[Dataset items]
----------

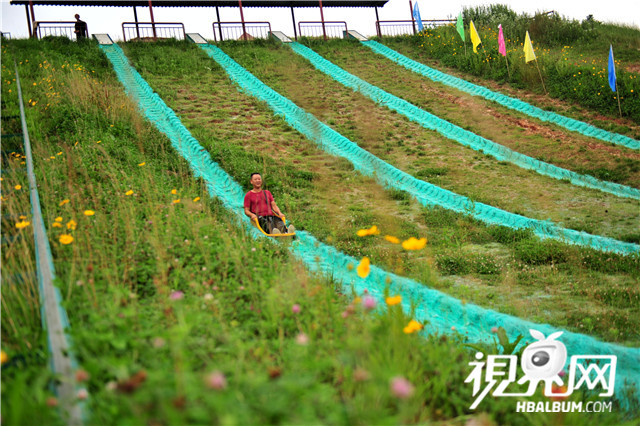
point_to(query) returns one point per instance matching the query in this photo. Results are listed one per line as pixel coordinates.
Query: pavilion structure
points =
(292, 4)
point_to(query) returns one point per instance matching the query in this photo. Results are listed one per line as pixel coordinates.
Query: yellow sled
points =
(288, 234)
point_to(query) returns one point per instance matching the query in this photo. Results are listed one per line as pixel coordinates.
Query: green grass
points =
(572, 57)
(337, 202)
(516, 131)
(154, 357)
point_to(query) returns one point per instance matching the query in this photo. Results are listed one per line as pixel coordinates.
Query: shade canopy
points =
(205, 3)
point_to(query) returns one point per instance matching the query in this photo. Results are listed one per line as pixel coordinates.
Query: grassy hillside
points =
(492, 266)
(179, 316)
(572, 57)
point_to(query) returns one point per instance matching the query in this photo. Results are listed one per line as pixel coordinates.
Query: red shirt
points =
(257, 204)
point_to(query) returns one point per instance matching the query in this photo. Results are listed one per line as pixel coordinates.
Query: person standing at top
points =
(259, 205)
(81, 29)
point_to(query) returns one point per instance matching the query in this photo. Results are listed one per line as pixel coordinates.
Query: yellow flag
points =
(475, 38)
(528, 49)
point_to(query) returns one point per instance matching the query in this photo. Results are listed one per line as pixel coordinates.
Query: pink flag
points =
(501, 47)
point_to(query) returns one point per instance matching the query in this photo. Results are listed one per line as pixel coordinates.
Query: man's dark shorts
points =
(268, 223)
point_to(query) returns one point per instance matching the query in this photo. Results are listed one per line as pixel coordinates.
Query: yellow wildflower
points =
(66, 239)
(391, 239)
(364, 267)
(394, 300)
(371, 231)
(413, 326)
(414, 243)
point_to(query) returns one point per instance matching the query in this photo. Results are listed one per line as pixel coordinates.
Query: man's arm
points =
(252, 216)
(275, 209)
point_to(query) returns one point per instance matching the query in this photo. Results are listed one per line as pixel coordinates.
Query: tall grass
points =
(572, 56)
(177, 315)
(333, 201)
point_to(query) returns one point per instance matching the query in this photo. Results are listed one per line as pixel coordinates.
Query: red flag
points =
(501, 46)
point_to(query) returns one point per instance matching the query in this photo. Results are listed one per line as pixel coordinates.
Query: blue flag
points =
(416, 16)
(612, 70)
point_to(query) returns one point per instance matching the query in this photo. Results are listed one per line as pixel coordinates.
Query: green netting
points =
(507, 101)
(451, 131)
(368, 164)
(442, 313)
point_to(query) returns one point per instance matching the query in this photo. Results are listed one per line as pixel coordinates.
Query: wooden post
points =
(219, 23)
(324, 32)
(540, 73)
(26, 9)
(153, 22)
(413, 21)
(33, 18)
(135, 17)
(618, 97)
(507, 61)
(293, 18)
(244, 30)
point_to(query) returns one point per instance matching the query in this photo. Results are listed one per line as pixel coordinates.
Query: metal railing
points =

----------

What to do: Copy out every line in the records where the word "green" is found.

Response below:
Query: green grass
Query: green netting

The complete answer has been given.